EXTRACTED TEXT:
---+---

Cancer: Diagnosis

(asked on 16th June 2025) - View Source

Question to the Department of Health and Social Care:

To ask the Secretary of State for Health and Social Care, what comparative assessment he has made of trends in the level of late diagnosis of (a) blood cancers and (b) solid tumour cancers.


Answered by
Ashley Dalton Portrait
Ashley Dalton
Parliamentary Under-Secretary (Department of Health and Social Care)
This question was answered on 30th June 2025

There are no current plans to introduce a specific proxy staging measure or a corresponding national target to support the earlier diagnosis of blood cancers. To tackle late diagnoses of blood cancers, the National Health Service is implementing non-specific symptom pathways for patients who present with symptoms such as weight loss and fatigue, which do not clearly align to a tumour type. Blood cancers are one of the most common cancer types diagnosed through these pathways.

---+---

THE DATA:
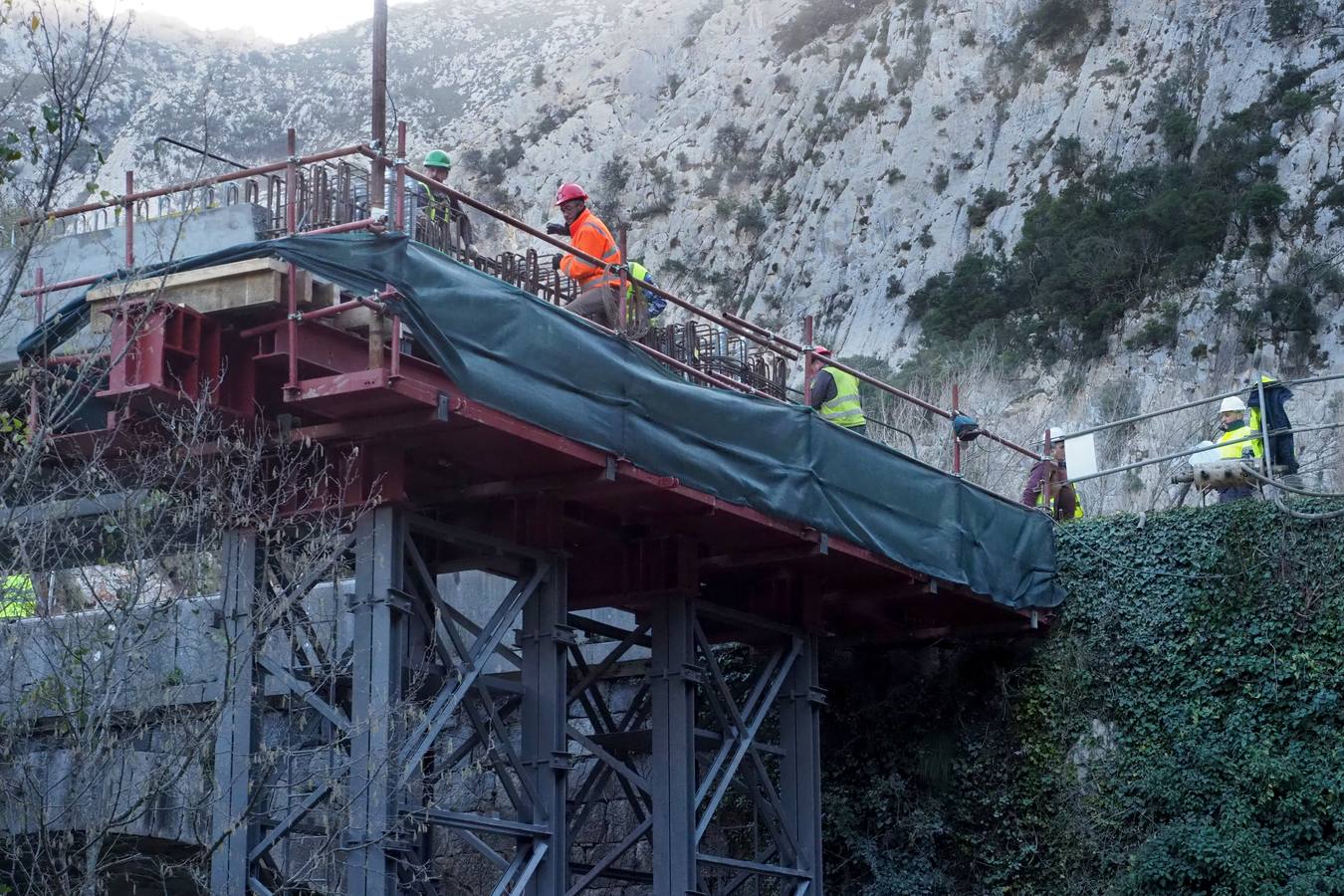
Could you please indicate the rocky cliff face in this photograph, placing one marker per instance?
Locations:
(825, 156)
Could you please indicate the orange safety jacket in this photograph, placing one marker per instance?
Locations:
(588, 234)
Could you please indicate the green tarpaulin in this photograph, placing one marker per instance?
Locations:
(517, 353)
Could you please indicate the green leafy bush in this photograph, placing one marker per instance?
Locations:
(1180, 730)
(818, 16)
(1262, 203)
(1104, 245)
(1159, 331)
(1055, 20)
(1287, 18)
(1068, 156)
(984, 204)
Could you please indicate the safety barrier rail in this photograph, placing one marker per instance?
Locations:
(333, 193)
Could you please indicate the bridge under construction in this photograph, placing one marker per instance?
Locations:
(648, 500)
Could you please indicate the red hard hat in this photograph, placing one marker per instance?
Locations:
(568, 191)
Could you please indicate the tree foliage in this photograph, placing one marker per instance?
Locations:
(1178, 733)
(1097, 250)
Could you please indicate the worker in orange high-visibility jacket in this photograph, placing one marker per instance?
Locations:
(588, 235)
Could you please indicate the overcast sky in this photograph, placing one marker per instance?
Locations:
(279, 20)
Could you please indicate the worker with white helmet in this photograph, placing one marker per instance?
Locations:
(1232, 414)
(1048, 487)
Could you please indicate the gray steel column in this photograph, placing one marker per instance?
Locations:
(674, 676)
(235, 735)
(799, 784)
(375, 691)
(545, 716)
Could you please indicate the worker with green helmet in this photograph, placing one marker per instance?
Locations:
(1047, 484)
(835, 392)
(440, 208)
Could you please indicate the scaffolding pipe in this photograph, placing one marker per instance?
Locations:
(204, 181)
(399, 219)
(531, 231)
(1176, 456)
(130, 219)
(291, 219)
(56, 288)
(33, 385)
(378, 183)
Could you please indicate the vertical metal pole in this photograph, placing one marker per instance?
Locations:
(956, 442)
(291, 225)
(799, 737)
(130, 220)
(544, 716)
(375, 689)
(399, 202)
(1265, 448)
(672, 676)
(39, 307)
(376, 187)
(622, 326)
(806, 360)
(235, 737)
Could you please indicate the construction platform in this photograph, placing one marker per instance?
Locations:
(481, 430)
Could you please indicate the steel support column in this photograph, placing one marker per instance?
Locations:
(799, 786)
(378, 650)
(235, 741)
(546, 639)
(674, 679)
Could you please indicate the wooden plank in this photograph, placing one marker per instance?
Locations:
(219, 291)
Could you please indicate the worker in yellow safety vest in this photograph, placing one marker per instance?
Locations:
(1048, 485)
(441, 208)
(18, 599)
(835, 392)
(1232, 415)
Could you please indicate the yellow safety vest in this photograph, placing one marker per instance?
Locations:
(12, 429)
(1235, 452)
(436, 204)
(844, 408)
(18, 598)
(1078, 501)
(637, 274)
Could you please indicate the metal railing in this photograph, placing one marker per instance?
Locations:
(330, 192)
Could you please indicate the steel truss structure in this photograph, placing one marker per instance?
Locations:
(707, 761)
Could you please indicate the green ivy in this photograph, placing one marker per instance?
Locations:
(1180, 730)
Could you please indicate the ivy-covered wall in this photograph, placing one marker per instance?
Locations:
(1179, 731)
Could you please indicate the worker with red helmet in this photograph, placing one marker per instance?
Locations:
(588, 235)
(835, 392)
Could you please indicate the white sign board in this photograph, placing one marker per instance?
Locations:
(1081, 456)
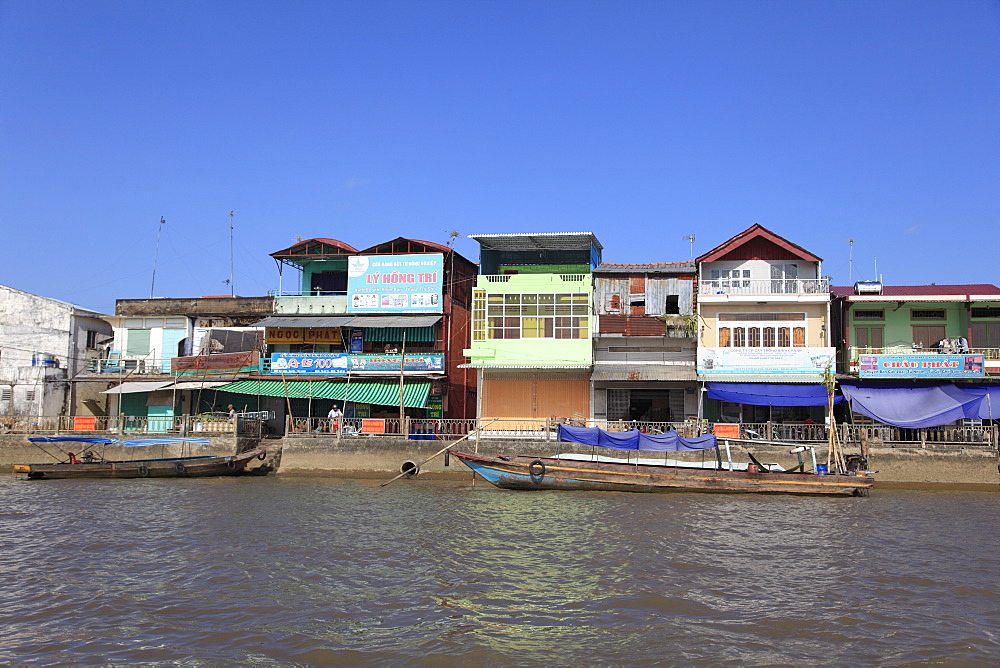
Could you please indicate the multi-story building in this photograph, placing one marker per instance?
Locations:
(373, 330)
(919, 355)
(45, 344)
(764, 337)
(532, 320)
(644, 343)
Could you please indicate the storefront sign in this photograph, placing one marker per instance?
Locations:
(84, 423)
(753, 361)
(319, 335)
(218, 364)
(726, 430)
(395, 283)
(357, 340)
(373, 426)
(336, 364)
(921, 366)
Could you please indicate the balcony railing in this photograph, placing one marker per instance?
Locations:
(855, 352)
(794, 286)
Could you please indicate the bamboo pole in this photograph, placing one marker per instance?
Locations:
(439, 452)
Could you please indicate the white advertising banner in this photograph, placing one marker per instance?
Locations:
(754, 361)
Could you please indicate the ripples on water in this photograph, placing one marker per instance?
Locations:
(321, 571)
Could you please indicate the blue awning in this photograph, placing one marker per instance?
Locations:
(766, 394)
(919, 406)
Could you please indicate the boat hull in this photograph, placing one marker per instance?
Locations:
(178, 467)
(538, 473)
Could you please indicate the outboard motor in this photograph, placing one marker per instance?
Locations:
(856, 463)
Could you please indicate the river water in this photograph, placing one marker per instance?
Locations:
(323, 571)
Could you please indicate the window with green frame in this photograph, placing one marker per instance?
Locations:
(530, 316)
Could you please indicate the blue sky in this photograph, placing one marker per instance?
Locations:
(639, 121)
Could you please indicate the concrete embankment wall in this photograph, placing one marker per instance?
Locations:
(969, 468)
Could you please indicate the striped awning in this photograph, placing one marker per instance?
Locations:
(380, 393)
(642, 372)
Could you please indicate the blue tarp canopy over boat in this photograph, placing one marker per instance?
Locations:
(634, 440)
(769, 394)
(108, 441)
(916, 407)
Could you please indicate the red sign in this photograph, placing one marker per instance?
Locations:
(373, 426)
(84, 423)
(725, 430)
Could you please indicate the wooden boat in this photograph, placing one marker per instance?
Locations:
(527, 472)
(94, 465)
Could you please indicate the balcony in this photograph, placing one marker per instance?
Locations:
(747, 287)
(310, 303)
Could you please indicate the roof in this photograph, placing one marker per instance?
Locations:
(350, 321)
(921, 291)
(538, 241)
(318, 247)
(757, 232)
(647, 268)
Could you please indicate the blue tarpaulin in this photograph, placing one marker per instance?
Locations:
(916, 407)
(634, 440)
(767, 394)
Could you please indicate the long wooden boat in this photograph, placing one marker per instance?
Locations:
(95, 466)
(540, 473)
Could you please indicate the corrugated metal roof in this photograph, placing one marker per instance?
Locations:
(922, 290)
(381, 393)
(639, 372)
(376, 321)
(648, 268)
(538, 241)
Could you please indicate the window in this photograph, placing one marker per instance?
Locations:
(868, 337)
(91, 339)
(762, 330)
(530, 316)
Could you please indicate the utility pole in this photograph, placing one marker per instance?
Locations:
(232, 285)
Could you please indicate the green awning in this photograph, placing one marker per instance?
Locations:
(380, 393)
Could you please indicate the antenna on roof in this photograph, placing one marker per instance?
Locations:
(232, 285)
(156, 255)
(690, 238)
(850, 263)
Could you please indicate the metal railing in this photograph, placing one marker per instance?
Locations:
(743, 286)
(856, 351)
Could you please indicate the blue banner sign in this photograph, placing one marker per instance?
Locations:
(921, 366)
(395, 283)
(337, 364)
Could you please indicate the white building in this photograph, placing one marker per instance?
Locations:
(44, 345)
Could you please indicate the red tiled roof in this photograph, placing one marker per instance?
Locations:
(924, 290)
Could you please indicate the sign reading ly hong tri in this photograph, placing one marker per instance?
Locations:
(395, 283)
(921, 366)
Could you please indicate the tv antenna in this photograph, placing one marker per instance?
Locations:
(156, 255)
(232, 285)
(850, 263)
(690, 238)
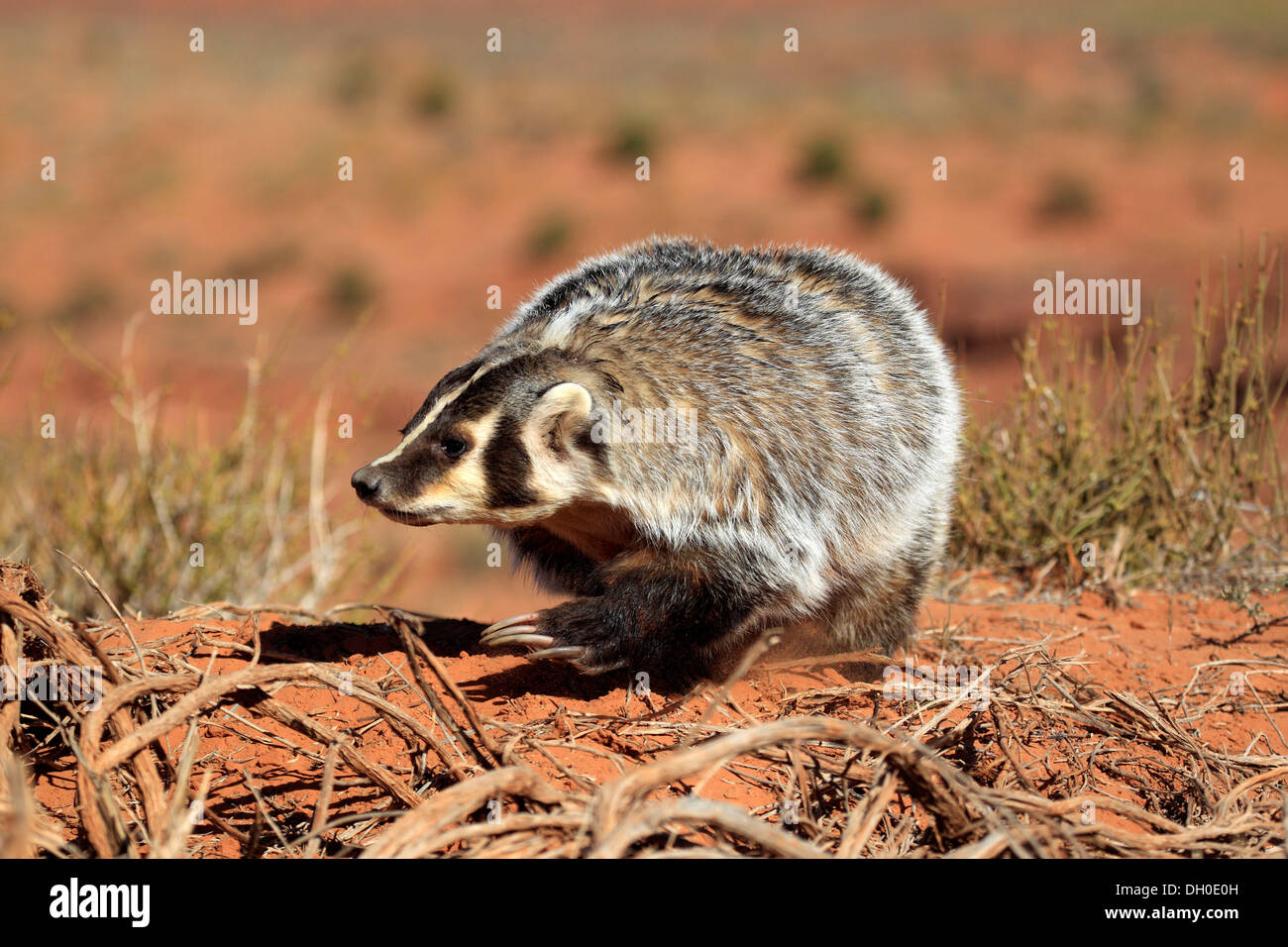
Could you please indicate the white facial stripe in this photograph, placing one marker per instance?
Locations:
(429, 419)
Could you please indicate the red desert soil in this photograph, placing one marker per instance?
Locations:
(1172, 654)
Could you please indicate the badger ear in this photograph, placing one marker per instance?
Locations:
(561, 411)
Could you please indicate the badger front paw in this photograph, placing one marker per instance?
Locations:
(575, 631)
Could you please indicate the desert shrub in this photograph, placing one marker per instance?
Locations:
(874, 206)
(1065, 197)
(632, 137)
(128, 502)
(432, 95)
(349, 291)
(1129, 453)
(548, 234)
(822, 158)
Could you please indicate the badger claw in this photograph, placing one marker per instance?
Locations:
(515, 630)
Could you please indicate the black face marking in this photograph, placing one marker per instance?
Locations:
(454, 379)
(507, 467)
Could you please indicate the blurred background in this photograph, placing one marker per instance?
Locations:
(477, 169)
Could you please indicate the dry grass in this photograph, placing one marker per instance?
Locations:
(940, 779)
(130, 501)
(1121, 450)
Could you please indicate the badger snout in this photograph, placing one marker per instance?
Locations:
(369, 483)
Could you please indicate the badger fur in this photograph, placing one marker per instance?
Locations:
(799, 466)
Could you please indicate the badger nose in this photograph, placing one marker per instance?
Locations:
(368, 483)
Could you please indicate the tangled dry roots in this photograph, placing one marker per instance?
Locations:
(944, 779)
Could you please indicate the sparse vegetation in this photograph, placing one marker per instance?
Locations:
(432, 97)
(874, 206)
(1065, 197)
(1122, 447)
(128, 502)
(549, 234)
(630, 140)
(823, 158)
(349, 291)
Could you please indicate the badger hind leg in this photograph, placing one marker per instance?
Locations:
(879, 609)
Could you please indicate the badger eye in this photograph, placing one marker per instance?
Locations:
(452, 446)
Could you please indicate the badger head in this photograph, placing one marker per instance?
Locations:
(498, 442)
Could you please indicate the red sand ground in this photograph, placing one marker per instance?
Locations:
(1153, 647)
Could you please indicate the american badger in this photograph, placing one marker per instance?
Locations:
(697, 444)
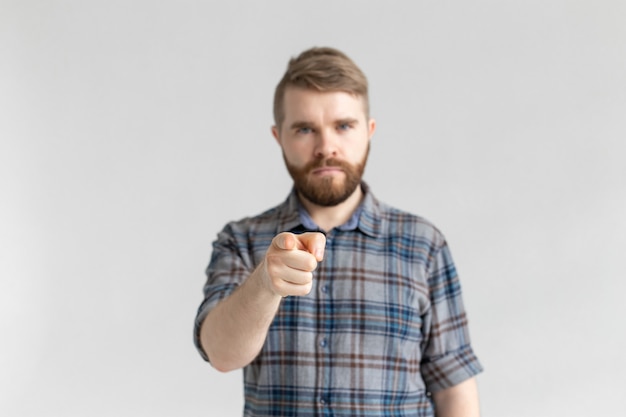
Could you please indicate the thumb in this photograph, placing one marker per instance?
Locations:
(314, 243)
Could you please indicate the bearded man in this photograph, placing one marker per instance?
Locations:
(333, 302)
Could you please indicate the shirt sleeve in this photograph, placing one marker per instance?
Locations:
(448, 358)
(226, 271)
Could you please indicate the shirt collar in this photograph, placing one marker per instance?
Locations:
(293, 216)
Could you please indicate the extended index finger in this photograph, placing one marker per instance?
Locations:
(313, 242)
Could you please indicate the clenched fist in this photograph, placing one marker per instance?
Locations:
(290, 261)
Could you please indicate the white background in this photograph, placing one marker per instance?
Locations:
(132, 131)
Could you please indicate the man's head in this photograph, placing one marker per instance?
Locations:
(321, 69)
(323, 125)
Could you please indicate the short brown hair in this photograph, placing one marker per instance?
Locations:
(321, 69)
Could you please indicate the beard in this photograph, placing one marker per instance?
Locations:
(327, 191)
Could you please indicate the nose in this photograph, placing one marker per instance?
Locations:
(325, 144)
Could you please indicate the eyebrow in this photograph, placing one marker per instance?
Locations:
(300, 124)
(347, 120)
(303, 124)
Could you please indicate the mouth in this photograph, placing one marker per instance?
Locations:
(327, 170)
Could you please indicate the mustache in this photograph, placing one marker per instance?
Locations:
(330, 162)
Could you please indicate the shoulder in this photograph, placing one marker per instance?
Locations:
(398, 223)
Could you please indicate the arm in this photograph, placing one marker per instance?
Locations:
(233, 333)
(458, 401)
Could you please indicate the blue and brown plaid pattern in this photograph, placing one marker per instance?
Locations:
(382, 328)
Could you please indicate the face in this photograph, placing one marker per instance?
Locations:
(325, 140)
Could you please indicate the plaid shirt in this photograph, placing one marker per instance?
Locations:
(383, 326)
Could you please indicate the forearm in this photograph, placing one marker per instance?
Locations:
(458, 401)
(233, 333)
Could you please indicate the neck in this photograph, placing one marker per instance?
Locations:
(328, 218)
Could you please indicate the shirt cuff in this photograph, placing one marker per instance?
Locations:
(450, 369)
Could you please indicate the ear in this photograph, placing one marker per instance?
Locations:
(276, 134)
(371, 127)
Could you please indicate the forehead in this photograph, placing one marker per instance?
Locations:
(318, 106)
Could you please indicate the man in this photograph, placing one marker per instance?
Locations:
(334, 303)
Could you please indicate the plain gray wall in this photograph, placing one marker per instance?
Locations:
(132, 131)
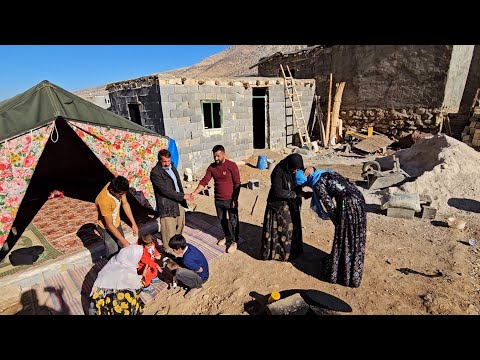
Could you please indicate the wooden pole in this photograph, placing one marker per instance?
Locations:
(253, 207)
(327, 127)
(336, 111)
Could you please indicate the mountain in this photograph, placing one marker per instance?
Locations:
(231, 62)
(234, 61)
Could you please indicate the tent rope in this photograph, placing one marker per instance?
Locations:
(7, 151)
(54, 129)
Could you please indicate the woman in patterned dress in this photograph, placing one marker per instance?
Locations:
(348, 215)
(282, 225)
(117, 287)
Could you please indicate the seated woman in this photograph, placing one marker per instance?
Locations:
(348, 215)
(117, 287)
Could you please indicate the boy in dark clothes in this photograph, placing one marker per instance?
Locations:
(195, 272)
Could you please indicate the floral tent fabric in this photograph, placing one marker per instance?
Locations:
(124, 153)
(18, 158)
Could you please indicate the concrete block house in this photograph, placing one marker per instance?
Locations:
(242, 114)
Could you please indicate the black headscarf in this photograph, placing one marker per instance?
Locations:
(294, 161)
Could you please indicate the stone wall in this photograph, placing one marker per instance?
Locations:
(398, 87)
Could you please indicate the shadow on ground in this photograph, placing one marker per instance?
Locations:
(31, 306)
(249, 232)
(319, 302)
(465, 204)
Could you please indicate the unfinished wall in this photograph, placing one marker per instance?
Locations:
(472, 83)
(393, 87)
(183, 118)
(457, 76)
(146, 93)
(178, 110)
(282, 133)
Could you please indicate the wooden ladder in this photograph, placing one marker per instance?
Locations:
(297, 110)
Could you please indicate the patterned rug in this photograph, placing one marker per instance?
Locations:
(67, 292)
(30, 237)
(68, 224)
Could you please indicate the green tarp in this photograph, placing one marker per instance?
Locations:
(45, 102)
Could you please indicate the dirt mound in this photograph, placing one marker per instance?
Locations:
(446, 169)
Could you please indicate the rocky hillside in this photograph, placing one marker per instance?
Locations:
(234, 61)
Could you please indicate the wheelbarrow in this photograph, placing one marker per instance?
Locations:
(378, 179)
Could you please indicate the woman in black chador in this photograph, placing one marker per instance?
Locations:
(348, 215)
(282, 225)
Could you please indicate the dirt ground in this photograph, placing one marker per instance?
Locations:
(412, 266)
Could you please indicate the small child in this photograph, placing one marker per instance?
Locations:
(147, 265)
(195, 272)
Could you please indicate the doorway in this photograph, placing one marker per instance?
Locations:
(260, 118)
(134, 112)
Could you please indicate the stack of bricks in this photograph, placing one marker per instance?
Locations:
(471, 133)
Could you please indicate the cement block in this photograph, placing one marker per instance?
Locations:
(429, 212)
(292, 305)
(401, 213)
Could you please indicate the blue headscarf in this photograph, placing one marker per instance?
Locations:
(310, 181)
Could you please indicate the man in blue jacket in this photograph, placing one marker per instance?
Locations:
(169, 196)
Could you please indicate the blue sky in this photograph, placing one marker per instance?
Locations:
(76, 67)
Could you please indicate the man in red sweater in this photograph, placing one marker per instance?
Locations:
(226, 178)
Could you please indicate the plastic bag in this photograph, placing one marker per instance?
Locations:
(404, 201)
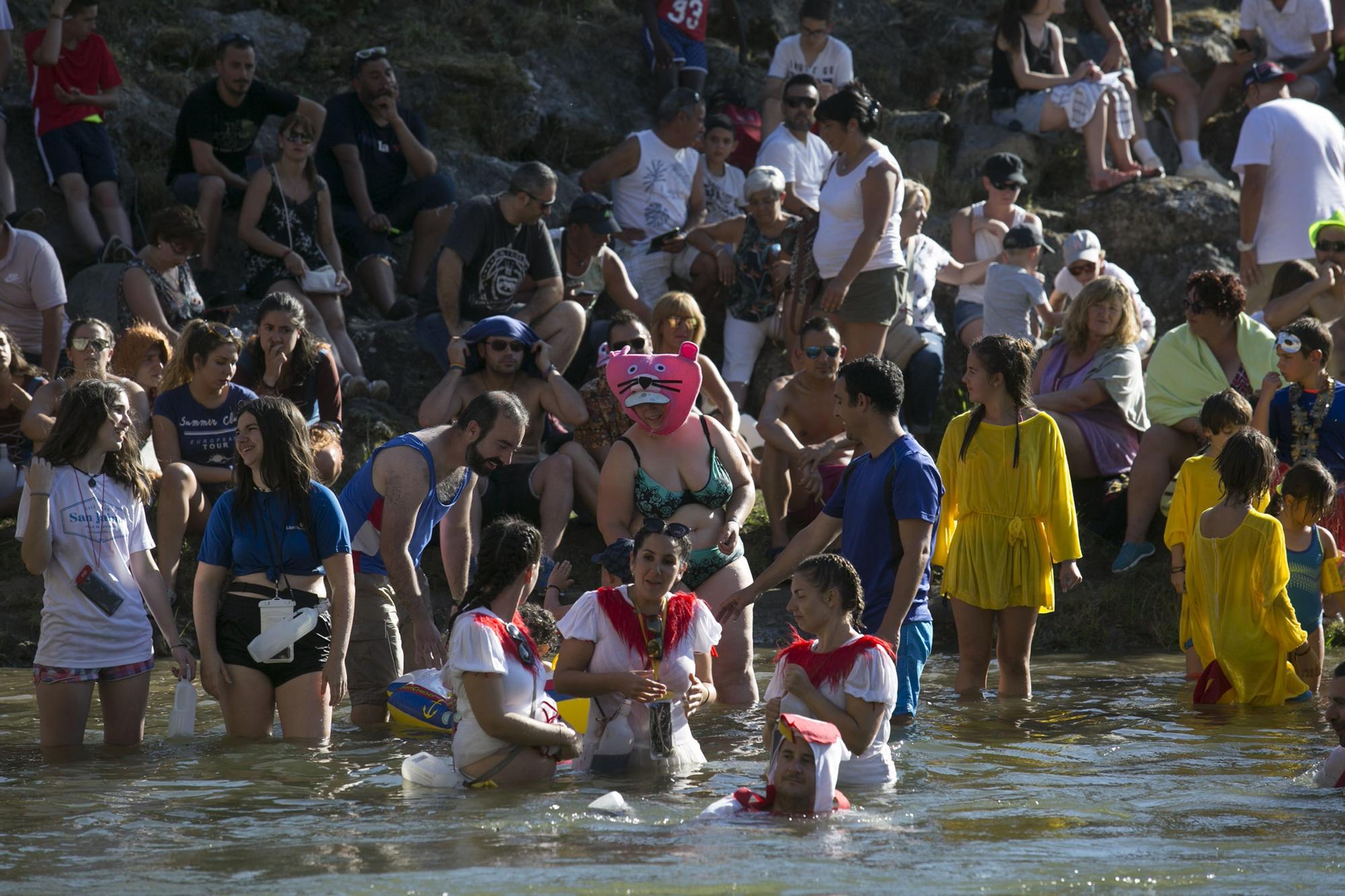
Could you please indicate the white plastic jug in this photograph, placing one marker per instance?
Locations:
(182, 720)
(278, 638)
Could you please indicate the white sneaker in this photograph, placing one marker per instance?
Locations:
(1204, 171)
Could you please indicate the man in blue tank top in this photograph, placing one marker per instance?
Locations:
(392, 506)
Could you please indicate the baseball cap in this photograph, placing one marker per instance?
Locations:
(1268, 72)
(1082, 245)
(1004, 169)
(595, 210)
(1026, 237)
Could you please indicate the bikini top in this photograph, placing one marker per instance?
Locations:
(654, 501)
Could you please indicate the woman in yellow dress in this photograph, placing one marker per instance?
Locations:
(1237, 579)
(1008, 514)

---+---

BRIEF 1: Quote the cancer diagnosis text word for word from "Cancer: Diagnosis" up to and including "solid tumour cancers.".
BRIEF 2: Extend the cancer diagnosis text, picking up after its final sentence.
The listing has no role in anything that comes next.

ANSWER SECTION 1:
Cancer: Diagnosis

(asked on 16th June 2025) - View Source

Question to the Department of Health and Social Care:

To ask the Secretary of State for Health and Social Care, what comparative assessment he has made of trends in the level of late diagnosis of (a) blood cancers and (b) solid tumour cancers.

ANSWER SECTION 2:
It is a priority for the Government to support the National Health Service to diagnose cancer, including blood cancer, as early and quickly as possible, and to treat it faster, to improve outcomes. We will get the NHS diagnosing blood cancer earlier and treating it faster, and we will support the NHS to increase capacity to meet the demand for diagnostic services through investment, including for magnetic resonance imaging and computed tomography scanners. 

The National Cancer Plan will include further details on how we will improve outcomes for cancer patients, including those with blood cancer and other cancers with lower survival rates.